Where the word "after" appears in a line below, copy the whole line.
Start of PROVIDED DATA
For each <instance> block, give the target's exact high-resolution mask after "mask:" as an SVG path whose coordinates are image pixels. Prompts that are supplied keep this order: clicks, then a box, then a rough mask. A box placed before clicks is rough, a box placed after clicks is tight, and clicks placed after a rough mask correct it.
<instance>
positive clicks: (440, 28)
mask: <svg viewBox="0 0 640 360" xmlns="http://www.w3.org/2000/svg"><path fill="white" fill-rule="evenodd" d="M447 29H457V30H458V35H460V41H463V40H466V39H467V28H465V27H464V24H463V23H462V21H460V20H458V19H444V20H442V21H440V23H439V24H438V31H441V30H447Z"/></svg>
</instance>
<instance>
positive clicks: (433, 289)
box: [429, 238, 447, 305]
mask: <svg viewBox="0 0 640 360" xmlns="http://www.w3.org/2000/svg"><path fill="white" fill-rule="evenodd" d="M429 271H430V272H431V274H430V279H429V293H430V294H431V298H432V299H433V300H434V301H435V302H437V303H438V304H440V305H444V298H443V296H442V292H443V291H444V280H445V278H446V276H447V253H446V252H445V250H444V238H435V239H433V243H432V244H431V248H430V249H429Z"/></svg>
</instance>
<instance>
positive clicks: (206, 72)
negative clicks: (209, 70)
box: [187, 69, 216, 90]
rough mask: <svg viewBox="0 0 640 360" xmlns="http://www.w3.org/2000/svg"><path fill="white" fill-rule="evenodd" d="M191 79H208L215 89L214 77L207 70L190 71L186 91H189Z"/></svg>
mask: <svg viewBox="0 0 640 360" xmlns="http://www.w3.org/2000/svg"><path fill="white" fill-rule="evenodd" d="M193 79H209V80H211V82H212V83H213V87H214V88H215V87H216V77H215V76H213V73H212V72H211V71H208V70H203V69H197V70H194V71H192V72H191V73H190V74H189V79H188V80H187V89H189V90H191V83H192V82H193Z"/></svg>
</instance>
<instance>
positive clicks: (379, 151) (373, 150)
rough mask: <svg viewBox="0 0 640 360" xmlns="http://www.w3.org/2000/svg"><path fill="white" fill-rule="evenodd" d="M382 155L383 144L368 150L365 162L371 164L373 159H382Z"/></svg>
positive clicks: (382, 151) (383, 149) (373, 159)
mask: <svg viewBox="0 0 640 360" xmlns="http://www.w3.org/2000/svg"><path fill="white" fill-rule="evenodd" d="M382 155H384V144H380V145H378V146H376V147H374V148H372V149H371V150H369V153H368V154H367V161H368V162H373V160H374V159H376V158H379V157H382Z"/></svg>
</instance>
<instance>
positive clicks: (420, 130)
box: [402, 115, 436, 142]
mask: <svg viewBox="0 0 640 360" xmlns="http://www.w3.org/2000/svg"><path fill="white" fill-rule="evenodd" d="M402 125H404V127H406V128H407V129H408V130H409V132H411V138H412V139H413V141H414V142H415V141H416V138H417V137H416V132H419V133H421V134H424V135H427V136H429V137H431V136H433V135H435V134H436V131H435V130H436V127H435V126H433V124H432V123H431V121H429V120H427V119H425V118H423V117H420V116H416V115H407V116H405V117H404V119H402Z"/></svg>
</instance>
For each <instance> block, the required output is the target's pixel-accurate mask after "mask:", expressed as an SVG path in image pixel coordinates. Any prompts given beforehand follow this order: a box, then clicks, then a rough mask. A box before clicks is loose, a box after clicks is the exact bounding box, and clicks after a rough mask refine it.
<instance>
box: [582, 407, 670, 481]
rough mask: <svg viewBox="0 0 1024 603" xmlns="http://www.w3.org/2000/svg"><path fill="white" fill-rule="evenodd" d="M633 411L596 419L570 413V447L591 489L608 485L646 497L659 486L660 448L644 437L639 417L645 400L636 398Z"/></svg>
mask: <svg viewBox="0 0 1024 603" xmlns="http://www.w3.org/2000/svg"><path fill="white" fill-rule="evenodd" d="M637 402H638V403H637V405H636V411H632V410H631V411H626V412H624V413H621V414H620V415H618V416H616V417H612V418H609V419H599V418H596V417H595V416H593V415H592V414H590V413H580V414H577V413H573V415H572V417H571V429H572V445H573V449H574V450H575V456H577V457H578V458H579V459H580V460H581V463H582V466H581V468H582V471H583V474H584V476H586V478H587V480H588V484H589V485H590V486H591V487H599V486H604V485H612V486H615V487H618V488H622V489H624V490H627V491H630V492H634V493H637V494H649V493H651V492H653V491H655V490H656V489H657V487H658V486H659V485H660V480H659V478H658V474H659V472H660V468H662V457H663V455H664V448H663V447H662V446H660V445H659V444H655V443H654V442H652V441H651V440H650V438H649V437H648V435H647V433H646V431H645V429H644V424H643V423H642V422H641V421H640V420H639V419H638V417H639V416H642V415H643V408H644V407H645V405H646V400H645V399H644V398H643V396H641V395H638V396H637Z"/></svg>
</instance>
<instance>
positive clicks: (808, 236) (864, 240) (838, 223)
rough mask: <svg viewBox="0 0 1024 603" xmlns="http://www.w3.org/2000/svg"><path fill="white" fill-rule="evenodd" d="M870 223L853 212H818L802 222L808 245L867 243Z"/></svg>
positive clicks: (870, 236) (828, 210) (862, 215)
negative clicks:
End of PROVIDED DATA
**RESPONSE AREA**
For each <instance> block, give the target's exact high-resolution mask after "mask:" as an SVG path whose coordinates are image pixels. Prompts that are supplied keep this order: clicks, then a box, then a rough mask. A box placed before clicks is rough, a box placed after clicks is tight, and clicks placed after a rough mask correct it.
For each <instance> block, the required output is the target's pixel-accurate mask after "mask:", expressed as an SVG path in image pixel coordinates. Any prompts given beforehand follow this order: a box, then clicks, then a rough mask. A box before clicks is loose, a box after clicks is the exact bounding box, and clicks after a rough mask refine it.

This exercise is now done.